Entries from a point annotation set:
◇ ◇ ◇ ◇ ◇ ◇ ◇

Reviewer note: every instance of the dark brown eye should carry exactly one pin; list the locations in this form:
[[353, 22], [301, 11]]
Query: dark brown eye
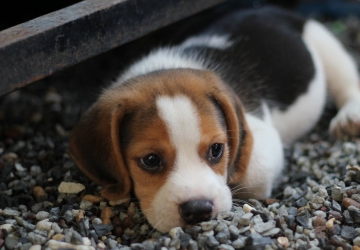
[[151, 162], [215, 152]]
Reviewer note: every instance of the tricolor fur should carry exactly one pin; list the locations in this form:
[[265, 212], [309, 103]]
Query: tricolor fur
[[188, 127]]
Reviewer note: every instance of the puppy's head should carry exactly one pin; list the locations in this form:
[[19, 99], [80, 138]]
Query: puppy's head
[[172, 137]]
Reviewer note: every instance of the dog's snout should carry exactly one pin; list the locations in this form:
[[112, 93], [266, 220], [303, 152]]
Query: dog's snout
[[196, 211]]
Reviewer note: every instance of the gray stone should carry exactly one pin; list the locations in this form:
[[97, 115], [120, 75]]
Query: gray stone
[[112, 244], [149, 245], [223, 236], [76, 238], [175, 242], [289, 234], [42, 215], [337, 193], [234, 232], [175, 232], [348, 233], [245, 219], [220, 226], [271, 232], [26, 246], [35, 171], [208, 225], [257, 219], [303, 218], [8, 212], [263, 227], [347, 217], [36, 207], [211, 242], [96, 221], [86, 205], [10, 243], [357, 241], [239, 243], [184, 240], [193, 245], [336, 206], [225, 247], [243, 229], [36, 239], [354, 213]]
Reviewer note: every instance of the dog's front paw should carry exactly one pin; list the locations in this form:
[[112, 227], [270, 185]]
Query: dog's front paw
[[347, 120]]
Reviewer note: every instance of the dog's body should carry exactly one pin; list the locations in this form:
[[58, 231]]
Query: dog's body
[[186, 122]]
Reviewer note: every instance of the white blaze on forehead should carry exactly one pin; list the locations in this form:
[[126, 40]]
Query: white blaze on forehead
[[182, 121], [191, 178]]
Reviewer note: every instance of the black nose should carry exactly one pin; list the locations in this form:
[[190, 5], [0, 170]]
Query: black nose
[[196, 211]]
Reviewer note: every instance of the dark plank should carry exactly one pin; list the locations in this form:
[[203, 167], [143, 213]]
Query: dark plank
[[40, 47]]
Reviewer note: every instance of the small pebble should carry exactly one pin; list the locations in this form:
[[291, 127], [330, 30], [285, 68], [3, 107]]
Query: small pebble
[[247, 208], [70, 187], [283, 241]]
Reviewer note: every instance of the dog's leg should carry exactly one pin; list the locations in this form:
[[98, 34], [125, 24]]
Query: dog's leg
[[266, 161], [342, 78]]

◇ ◇ ◇ ◇ ◇ ◇ ◇

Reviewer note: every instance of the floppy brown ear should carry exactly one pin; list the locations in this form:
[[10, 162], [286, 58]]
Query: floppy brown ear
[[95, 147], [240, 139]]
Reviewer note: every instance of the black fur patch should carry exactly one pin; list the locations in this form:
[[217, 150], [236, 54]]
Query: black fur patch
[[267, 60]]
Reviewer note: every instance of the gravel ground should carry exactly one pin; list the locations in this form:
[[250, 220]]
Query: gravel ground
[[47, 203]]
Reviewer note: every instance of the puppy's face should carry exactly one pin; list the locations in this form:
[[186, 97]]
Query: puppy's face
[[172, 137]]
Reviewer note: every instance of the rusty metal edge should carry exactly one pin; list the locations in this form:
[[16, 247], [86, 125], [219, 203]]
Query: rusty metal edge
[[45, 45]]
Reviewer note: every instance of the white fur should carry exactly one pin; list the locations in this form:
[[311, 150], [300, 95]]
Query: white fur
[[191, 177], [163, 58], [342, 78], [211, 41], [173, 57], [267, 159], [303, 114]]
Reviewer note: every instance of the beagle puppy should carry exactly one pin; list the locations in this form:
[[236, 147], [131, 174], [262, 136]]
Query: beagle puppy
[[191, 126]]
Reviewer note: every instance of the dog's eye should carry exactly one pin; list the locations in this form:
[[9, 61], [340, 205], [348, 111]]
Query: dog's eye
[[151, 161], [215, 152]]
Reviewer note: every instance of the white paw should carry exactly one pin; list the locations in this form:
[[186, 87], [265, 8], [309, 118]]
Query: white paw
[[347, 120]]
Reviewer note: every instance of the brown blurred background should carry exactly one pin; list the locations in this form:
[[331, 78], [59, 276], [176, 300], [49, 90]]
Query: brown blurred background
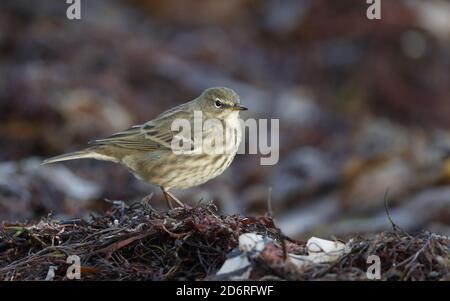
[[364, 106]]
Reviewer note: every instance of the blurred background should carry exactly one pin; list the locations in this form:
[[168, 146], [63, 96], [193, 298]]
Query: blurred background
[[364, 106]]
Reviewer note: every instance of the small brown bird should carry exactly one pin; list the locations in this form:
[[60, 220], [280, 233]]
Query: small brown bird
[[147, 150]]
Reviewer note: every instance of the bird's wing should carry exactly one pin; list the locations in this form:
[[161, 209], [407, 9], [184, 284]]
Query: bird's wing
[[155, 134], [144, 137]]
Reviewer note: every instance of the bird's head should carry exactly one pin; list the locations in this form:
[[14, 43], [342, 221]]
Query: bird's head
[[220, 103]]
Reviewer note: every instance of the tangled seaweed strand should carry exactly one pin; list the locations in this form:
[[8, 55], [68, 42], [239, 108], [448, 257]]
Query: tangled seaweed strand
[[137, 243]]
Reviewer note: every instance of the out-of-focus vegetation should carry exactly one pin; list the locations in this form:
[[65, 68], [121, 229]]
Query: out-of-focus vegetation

◇ ◇ ◇ ◇ ◇ ◇ ◇

Written task:
Copy the lines exactly, beginning with the line that contains "Reviewer note: every instance of the bird's wing" and continuing through the line that contains "[[155, 134], [144, 137]]".

The output:
Reviewer note: every instance of the bird's wing should carry exactly one pin; list the locations in this form:
[[161, 209], [407, 9], [184, 284]]
Query: bird's wing
[[155, 134], [144, 137]]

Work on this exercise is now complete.